--- Data in this exercise Enclosed Below ---
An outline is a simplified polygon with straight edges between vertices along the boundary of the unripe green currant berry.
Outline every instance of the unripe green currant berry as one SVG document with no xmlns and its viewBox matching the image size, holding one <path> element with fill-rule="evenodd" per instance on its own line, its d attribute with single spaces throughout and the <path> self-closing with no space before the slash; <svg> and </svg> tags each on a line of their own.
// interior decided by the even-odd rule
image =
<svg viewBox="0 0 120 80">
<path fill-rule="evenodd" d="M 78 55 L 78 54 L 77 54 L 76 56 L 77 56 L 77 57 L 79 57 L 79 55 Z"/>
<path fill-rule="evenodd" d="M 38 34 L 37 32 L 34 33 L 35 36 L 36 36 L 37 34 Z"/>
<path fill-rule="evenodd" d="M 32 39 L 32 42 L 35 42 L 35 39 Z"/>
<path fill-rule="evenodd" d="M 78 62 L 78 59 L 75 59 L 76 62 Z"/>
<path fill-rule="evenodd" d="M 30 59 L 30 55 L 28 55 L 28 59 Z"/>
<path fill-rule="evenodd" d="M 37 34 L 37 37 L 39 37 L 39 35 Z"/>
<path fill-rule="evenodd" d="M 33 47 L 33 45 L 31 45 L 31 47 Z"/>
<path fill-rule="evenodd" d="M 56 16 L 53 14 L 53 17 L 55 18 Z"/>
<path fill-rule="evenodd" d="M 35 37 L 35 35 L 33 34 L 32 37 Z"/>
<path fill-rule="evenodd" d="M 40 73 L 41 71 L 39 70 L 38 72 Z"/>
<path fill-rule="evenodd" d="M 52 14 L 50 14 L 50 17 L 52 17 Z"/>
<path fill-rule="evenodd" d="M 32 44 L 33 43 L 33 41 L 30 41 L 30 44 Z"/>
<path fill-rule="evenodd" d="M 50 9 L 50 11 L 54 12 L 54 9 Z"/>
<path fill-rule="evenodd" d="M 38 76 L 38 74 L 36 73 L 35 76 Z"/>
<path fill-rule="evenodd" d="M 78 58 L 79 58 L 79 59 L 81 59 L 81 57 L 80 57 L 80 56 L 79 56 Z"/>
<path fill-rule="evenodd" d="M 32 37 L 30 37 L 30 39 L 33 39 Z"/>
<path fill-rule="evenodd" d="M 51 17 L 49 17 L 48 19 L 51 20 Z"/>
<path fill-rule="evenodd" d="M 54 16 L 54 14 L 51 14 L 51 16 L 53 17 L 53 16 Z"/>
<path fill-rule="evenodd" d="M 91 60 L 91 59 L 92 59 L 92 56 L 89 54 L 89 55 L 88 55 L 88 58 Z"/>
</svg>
--- End of Enclosed Data in this exercise ---
Transcribe the listing. Every line must match exactly.

Finished exercise:
An outline is a simplified polygon with straight edges between vertices along the boundary of the unripe green currant berry.
Outline every instance of the unripe green currant berry as one SVG document with no xmlns and its viewBox matching the image size, holding one <path> element with fill-rule="evenodd" per instance on its own line, its d attribute with single spaces throughout and the <path> self-closing with no space before the slash; <svg> and </svg> tags each on a line of their own.
// interior decided by the even-odd rule
image =
<svg viewBox="0 0 120 80">
<path fill-rule="evenodd" d="M 78 55 L 78 54 L 77 54 L 76 56 L 77 56 L 77 57 L 79 57 L 79 55 Z"/>
<path fill-rule="evenodd" d="M 38 34 L 37 32 L 34 33 L 35 36 L 36 36 L 37 34 Z"/>
<path fill-rule="evenodd" d="M 32 39 L 32 42 L 35 42 L 35 39 Z"/>
<path fill-rule="evenodd" d="M 78 62 L 78 59 L 75 59 L 76 62 Z"/>
<path fill-rule="evenodd" d="M 30 59 L 30 55 L 28 55 L 28 59 Z"/>
<path fill-rule="evenodd" d="M 37 34 L 37 37 L 39 37 L 39 35 Z"/>
<path fill-rule="evenodd" d="M 33 47 L 33 45 L 31 45 L 31 47 Z"/>
<path fill-rule="evenodd" d="M 56 16 L 53 14 L 53 17 L 55 18 Z"/>
<path fill-rule="evenodd" d="M 35 37 L 35 35 L 33 34 L 32 37 Z"/>
<path fill-rule="evenodd" d="M 40 73 L 41 71 L 39 70 L 38 72 Z"/>
<path fill-rule="evenodd" d="M 52 14 L 50 14 L 50 17 L 52 17 Z"/>
<path fill-rule="evenodd" d="M 32 44 L 33 43 L 33 41 L 30 41 L 30 44 Z"/>
<path fill-rule="evenodd" d="M 50 9 L 50 11 L 54 12 L 54 9 Z"/>
<path fill-rule="evenodd" d="M 38 76 L 38 74 L 36 73 L 35 76 Z"/>
<path fill-rule="evenodd" d="M 78 58 L 79 58 L 79 59 L 81 59 L 81 57 L 80 57 L 80 56 L 79 56 Z"/>
<path fill-rule="evenodd" d="M 32 37 L 30 37 L 30 39 L 33 39 Z"/>
<path fill-rule="evenodd" d="M 51 17 L 49 17 L 48 19 L 51 20 Z"/>
<path fill-rule="evenodd" d="M 54 16 L 54 14 L 51 14 L 51 16 L 53 17 L 53 16 Z"/>
<path fill-rule="evenodd" d="M 91 60 L 91 59 L 92 59 L 92 56 L 89 54 L 89 55 L 88 55 L 88 58 Z"/>
</svg>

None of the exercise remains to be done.